**Recorded information**
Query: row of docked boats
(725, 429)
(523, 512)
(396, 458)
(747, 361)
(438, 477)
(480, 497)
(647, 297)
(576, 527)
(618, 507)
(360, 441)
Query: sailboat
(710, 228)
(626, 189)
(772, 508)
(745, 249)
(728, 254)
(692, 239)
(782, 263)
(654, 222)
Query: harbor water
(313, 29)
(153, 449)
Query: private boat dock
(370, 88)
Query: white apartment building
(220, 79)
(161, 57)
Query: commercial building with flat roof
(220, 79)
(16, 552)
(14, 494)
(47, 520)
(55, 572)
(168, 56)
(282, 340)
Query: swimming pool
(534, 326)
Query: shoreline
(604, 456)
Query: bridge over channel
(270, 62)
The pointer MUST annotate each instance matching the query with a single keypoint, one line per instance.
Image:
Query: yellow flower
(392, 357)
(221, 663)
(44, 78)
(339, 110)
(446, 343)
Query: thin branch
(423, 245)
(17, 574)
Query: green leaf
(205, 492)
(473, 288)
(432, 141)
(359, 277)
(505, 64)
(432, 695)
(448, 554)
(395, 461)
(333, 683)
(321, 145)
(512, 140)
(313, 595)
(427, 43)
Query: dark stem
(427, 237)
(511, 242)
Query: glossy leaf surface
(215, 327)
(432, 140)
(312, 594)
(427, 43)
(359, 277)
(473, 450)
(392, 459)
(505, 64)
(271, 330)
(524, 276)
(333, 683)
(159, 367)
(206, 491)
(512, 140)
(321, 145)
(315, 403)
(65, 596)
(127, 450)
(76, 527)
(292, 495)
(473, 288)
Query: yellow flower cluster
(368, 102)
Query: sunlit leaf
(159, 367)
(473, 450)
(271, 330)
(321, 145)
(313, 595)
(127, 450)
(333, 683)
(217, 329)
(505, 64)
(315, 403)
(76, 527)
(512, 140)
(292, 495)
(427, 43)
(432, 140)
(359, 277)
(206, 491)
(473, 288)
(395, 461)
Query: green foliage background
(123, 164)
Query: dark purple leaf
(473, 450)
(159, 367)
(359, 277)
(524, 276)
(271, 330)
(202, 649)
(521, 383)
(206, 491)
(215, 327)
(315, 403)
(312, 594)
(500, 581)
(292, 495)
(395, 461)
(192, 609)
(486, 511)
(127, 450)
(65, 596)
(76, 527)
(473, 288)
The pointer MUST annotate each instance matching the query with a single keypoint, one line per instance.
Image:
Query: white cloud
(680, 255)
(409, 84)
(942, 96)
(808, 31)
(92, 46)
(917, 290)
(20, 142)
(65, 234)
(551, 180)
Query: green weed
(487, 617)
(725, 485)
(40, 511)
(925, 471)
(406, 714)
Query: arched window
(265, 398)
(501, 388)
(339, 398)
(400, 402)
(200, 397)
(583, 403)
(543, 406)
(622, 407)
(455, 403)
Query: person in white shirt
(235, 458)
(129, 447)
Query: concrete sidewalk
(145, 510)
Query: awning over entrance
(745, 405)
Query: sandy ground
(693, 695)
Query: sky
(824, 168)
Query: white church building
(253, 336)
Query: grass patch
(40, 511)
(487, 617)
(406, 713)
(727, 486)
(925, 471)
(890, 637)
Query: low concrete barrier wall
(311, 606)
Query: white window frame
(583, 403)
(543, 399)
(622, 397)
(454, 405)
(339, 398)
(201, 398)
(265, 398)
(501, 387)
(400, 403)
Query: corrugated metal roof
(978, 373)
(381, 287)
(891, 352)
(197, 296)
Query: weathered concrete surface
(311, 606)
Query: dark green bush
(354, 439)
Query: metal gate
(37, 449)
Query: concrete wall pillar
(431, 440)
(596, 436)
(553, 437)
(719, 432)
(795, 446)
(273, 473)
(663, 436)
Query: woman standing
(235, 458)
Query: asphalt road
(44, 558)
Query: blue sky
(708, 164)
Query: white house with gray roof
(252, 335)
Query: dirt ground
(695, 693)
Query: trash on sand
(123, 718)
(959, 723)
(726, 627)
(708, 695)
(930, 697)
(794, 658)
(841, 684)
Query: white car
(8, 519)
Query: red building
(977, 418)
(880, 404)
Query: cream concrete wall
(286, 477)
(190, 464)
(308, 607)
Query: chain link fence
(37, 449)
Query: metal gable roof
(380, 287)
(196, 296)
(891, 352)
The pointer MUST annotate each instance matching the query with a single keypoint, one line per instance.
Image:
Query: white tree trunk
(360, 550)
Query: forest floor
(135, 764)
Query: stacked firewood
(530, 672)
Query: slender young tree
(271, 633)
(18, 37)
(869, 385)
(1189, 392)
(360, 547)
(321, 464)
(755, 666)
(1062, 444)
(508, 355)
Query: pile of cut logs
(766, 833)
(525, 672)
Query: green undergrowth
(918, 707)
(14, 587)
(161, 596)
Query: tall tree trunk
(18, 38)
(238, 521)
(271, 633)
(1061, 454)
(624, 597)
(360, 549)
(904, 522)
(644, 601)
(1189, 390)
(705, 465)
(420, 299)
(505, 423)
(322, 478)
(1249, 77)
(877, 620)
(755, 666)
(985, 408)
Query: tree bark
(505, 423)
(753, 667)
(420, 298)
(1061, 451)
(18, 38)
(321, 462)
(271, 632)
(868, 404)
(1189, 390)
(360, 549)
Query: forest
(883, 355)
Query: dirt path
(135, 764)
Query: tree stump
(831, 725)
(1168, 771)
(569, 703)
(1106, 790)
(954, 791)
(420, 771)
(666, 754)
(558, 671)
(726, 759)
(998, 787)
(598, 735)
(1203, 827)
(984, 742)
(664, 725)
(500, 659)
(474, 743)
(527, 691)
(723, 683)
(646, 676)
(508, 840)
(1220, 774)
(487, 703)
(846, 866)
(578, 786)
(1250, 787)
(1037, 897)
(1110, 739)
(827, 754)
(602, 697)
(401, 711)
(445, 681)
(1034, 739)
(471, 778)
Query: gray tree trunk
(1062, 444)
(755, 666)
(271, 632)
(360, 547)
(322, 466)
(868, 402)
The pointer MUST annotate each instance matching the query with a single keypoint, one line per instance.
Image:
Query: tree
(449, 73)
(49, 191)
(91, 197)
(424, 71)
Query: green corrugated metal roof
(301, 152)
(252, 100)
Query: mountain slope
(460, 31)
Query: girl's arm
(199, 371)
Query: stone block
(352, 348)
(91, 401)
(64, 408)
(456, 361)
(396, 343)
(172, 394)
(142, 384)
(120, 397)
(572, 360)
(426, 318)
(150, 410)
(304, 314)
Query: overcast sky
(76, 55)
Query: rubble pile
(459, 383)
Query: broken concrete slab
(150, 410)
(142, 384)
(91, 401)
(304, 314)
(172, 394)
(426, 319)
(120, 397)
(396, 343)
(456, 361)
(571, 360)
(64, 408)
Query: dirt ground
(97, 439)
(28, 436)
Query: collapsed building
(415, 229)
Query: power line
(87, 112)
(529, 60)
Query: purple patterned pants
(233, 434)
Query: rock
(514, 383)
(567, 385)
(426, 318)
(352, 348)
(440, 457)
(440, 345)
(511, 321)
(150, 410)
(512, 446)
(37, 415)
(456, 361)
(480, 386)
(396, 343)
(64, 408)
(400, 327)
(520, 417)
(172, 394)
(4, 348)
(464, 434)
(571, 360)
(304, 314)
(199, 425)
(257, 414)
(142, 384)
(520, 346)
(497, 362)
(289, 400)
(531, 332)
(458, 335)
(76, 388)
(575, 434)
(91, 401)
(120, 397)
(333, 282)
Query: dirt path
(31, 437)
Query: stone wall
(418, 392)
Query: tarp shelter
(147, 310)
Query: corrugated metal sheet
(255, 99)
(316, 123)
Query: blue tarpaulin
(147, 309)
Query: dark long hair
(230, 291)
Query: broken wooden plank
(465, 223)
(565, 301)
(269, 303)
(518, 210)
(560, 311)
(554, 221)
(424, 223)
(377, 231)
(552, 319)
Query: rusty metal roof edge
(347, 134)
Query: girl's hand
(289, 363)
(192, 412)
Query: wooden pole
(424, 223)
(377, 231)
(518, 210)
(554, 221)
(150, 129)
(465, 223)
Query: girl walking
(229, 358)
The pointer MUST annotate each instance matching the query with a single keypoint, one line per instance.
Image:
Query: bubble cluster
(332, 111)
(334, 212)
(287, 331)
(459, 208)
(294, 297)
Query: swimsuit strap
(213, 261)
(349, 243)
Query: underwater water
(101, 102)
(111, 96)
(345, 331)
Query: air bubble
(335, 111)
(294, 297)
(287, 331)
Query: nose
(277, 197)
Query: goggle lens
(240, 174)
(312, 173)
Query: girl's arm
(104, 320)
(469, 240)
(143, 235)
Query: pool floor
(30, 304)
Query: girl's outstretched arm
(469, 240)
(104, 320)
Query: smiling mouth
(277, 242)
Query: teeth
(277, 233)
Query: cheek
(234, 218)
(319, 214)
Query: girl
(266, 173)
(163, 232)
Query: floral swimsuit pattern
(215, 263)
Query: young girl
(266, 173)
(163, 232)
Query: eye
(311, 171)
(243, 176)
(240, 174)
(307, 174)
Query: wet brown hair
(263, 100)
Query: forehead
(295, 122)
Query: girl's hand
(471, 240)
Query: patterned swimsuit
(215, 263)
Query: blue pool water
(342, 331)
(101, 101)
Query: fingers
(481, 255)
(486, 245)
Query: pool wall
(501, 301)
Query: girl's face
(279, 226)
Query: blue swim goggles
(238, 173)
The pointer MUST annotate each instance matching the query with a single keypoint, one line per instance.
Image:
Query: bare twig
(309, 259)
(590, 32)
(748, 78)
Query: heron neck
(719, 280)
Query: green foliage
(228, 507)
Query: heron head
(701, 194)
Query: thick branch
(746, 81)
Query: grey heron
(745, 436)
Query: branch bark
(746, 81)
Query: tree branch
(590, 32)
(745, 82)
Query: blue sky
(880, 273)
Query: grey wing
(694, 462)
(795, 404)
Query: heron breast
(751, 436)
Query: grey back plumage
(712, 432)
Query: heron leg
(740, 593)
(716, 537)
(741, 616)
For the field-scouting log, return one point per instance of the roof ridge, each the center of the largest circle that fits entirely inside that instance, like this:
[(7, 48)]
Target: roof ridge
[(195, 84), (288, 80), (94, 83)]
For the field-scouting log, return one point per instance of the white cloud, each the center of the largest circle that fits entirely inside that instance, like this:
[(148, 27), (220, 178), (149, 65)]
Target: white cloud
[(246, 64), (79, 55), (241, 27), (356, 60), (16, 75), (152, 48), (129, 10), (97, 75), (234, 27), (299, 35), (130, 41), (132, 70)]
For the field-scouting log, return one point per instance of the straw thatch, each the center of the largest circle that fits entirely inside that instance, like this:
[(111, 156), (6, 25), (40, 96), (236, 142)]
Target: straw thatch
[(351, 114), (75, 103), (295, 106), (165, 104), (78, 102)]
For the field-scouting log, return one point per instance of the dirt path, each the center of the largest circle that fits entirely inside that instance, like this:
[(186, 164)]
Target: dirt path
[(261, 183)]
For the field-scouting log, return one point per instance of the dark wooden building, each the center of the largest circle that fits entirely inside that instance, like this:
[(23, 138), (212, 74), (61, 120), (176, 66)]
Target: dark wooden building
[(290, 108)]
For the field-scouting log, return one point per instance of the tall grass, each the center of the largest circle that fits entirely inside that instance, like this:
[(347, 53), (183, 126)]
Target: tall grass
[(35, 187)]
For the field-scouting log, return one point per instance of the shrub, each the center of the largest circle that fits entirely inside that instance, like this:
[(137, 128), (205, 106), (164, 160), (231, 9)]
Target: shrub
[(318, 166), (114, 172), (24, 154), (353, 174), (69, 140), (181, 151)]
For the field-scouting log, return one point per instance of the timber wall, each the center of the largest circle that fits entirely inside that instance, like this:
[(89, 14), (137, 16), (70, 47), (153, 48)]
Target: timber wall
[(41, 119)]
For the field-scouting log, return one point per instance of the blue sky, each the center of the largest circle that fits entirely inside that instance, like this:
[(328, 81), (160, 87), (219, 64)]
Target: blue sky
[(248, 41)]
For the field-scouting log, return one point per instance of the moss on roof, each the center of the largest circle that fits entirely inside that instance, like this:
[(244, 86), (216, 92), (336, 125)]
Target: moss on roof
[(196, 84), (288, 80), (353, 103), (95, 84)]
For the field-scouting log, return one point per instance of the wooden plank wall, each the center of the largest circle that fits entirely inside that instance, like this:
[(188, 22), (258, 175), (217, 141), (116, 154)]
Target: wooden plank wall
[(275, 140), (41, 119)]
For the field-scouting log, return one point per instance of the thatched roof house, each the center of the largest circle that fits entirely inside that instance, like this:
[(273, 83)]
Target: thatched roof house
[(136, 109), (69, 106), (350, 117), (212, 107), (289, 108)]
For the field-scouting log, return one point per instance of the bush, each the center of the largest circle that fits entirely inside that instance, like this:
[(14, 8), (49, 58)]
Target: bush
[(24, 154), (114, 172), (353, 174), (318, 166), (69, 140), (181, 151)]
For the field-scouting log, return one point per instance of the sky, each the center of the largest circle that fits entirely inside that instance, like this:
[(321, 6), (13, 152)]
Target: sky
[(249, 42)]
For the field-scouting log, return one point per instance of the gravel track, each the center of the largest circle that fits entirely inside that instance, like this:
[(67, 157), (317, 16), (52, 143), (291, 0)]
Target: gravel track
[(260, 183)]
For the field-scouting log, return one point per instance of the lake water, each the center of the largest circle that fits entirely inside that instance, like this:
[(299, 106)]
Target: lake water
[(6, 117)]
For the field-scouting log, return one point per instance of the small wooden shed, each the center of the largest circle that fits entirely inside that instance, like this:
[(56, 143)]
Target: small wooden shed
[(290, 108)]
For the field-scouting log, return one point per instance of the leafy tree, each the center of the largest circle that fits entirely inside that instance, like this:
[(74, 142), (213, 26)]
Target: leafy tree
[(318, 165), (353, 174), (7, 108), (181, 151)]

**Description of the task**
Put the stretch from the line containing "of the leafy" through the end of the material into a JSON list of strings, one string per line, leaving out blank lines.

**The response**
[
  "For the field-scouting log, return one point per instance of the leafy tree, each the center of the largest circle that fits entirely inside that instance, like this:",
  "[(74, 142), (213, 26)]",
  "Target: leafy tree",
  "[(318, 165), (353, 174), (7, 108), (181, 151)]"
]